How many lines in the rows below contain the string "stainless"? Case matters, and the reply should be the number alone.

(Extracted information)
++++++++

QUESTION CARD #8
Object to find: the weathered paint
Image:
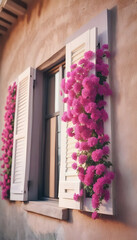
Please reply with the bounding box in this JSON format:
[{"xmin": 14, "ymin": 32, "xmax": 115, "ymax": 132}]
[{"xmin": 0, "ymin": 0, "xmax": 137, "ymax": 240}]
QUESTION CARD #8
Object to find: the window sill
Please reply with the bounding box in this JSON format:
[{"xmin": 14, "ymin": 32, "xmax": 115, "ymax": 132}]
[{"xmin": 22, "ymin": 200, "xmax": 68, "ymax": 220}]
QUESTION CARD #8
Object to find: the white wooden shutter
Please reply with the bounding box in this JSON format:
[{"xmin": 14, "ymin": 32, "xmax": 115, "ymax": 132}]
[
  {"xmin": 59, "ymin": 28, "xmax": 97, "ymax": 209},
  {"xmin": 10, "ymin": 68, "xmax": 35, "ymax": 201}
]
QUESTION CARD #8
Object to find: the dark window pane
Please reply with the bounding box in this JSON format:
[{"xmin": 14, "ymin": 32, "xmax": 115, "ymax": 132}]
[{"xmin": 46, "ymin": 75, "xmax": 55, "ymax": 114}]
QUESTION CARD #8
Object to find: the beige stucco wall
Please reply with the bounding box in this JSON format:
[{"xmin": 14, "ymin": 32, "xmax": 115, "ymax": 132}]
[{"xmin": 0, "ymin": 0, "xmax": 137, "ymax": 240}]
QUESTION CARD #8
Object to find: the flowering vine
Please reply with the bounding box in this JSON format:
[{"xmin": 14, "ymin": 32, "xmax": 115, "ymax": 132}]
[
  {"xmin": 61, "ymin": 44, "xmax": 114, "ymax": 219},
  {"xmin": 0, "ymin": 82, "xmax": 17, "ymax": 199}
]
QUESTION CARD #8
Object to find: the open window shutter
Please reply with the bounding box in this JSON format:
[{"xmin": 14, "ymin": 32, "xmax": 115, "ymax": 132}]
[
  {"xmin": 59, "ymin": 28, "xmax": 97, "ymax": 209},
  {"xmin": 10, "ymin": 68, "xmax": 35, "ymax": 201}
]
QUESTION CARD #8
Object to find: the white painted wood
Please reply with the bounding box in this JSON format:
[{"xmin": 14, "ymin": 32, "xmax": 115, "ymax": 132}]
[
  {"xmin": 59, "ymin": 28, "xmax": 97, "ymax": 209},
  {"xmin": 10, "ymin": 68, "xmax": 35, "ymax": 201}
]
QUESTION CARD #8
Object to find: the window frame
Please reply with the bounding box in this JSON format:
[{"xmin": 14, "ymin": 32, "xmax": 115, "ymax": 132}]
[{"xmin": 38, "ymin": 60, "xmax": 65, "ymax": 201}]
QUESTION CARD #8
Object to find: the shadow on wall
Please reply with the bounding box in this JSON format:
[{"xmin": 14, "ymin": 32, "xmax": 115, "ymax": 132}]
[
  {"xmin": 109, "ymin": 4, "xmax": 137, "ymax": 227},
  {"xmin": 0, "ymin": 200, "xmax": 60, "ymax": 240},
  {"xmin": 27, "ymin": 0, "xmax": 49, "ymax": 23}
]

++++++++

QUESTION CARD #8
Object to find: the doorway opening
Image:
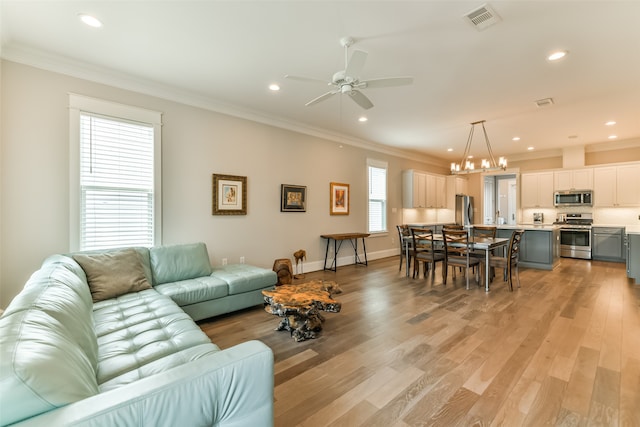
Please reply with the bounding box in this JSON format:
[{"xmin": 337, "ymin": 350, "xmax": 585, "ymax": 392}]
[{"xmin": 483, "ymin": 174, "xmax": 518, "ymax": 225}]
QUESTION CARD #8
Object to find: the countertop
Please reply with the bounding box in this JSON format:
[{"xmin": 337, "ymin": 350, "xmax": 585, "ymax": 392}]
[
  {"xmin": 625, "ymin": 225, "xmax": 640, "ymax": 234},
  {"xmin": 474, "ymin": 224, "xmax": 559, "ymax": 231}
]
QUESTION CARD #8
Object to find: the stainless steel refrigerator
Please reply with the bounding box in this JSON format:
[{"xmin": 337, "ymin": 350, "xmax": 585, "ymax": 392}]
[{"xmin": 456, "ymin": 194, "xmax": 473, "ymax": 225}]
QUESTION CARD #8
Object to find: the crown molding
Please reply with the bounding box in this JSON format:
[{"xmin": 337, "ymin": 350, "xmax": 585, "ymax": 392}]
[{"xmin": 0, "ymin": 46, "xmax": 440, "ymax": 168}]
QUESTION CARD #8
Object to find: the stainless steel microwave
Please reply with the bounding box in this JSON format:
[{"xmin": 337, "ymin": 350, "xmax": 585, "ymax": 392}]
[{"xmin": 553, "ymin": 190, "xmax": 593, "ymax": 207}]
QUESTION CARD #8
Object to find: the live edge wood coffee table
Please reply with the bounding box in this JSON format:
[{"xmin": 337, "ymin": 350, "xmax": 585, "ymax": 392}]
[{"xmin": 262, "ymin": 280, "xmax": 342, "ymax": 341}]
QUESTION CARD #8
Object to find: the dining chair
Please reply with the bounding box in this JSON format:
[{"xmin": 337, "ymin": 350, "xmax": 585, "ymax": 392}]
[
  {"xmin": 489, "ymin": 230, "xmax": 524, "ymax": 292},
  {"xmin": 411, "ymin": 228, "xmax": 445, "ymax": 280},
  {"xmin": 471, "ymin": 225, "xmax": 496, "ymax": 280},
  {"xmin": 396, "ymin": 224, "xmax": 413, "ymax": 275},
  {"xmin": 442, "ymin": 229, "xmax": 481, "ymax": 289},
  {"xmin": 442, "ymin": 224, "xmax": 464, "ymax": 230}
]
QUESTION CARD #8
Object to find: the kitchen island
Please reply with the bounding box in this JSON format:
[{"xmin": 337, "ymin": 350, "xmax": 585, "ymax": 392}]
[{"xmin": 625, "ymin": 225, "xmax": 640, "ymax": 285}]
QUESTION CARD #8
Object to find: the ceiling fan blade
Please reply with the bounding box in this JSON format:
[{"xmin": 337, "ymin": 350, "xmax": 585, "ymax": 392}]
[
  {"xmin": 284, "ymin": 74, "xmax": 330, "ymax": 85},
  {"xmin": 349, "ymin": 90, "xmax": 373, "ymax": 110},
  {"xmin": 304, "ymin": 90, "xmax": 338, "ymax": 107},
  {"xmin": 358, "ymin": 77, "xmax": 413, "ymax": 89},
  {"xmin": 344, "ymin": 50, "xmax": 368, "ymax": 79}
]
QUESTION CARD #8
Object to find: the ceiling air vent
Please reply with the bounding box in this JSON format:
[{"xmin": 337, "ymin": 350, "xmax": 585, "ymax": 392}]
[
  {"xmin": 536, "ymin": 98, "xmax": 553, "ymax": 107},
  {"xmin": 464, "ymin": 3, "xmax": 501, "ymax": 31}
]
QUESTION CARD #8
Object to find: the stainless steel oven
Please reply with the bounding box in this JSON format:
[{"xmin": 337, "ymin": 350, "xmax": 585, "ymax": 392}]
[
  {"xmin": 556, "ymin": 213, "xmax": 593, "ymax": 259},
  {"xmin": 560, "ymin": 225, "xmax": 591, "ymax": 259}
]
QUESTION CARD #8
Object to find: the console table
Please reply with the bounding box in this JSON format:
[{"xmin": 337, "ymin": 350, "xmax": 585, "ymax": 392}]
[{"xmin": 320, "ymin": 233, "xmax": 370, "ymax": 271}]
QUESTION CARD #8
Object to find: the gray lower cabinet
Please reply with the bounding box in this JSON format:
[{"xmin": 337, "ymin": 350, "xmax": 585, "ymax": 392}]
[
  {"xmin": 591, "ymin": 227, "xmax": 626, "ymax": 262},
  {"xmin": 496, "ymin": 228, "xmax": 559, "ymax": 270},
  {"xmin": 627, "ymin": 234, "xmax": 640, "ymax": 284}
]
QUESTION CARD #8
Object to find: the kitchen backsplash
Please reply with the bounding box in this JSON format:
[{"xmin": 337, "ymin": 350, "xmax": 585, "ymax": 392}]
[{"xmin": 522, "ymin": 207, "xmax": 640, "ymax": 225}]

++++++++

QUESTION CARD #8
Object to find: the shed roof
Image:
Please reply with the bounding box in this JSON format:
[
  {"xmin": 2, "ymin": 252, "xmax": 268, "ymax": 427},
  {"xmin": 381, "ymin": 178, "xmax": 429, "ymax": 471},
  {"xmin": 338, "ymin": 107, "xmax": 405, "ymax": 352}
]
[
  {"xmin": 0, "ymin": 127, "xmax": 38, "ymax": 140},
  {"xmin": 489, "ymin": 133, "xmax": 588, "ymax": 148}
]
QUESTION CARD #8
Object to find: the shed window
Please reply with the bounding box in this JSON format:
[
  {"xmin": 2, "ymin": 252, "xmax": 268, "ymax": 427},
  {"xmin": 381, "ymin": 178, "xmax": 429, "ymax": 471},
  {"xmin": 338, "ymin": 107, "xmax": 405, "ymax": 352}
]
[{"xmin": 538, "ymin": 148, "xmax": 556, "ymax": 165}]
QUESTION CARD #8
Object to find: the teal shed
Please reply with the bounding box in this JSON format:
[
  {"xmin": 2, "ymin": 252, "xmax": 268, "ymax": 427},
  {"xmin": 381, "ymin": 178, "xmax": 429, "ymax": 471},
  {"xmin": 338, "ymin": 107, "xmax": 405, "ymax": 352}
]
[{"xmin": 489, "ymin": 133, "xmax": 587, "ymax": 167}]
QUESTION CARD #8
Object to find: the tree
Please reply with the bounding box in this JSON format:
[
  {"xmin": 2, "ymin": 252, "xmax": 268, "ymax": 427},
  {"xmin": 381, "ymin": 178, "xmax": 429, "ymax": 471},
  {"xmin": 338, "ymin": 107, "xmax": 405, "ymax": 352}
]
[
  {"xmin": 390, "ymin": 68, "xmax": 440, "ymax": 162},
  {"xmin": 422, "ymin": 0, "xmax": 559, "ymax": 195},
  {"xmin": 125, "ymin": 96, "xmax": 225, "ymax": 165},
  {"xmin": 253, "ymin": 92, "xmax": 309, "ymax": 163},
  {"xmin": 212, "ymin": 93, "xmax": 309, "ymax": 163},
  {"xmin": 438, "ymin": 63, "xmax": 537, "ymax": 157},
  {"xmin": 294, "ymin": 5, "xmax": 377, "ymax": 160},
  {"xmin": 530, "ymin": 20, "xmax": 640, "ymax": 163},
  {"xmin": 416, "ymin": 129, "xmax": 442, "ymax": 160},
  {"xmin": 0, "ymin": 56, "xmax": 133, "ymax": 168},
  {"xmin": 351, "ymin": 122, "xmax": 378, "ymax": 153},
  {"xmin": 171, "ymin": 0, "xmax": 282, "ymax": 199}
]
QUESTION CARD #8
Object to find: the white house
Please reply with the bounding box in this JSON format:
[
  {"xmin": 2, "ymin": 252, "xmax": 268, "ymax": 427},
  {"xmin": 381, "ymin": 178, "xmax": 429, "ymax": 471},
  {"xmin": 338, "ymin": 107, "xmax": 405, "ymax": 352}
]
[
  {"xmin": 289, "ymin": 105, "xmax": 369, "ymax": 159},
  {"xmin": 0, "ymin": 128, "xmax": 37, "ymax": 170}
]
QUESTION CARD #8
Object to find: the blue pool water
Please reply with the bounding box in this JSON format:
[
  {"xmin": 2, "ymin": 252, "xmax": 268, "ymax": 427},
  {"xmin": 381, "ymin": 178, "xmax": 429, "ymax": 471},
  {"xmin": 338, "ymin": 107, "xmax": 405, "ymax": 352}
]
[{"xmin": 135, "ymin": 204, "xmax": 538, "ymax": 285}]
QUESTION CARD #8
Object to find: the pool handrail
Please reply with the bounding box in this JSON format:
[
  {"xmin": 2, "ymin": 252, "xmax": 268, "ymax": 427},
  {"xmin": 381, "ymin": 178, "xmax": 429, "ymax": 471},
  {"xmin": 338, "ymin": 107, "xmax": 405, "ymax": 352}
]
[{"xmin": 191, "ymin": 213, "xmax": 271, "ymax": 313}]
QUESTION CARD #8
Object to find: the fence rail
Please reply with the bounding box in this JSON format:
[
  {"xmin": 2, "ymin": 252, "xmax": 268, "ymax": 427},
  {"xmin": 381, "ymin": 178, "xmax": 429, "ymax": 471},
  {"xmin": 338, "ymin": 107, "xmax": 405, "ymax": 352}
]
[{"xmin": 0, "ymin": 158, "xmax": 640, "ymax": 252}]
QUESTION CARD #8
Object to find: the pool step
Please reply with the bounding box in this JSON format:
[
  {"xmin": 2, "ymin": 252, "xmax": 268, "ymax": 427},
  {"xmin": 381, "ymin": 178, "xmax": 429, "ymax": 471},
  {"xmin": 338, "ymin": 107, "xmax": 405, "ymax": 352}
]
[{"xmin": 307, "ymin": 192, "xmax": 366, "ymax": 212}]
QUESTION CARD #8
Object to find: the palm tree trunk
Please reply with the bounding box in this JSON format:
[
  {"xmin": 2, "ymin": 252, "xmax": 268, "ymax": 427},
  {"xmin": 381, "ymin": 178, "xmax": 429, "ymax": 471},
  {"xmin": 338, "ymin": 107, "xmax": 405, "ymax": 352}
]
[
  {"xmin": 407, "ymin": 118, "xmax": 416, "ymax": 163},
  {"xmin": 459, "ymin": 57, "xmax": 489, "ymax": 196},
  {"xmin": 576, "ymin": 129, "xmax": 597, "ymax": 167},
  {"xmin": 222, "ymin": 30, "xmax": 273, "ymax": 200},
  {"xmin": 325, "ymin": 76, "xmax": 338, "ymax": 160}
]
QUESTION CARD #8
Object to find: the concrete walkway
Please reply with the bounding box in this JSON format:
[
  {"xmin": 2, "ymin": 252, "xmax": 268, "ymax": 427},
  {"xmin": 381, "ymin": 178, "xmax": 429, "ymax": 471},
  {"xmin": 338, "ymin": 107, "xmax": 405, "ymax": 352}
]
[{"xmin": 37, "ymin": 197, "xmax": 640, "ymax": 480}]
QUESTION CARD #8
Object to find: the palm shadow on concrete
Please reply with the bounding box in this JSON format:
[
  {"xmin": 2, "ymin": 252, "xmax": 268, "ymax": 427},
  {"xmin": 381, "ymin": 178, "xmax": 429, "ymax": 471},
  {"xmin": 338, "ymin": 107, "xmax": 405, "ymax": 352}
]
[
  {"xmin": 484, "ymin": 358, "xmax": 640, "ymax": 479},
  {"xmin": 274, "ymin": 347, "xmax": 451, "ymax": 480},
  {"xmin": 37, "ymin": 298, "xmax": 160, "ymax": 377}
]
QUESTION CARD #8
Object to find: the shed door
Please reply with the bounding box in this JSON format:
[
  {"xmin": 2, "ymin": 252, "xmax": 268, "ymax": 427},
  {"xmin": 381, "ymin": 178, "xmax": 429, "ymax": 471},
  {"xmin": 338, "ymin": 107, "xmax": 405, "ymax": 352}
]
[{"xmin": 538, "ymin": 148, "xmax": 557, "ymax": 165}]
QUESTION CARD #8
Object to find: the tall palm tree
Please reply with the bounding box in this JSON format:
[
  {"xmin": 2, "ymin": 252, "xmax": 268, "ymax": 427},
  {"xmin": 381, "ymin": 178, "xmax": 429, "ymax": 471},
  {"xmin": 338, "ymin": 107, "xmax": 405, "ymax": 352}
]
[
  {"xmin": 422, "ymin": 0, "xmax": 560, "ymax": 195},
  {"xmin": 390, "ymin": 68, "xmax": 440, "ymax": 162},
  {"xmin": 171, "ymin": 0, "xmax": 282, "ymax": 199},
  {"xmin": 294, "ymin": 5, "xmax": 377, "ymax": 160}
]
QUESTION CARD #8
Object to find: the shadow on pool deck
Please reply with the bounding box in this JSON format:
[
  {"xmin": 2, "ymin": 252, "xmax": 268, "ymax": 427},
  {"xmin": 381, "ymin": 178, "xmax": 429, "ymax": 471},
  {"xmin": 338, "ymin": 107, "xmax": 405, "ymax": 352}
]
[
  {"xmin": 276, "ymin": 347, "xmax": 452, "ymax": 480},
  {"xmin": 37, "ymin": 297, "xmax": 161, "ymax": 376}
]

++++++++

(Result) 3